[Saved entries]
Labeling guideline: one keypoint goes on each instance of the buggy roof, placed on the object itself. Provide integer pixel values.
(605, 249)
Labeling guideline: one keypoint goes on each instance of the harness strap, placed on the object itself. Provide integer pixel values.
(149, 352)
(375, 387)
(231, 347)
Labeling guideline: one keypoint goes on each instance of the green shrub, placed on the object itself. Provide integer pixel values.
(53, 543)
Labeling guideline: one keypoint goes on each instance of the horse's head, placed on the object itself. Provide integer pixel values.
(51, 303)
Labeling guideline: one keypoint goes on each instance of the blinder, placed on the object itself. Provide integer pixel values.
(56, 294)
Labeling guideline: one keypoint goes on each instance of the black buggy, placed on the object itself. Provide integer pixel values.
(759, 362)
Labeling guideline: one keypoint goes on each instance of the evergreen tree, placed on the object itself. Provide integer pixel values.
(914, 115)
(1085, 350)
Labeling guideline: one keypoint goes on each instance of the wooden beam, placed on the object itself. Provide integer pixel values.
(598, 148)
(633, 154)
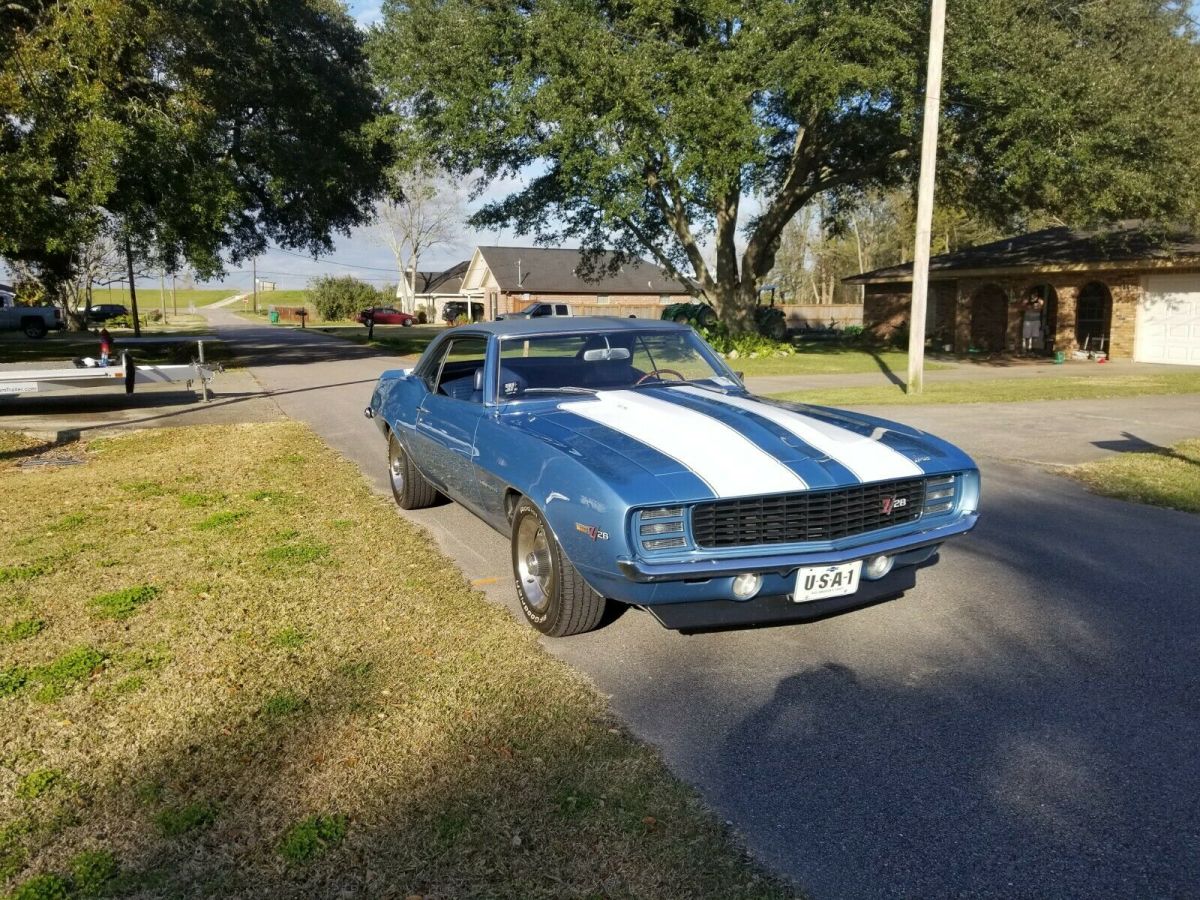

* _Task item_
Please retype exactly the lines from the line containing "of the wooden" through the final line of the records above, inclusive, leaving out any pictures.

* _Answer to this task_
Labeling guideline: one keypoint goes on each instance of the wooden beam, placed on the object itself. Provide integer pixel values.
(598, 148)
(633, 154)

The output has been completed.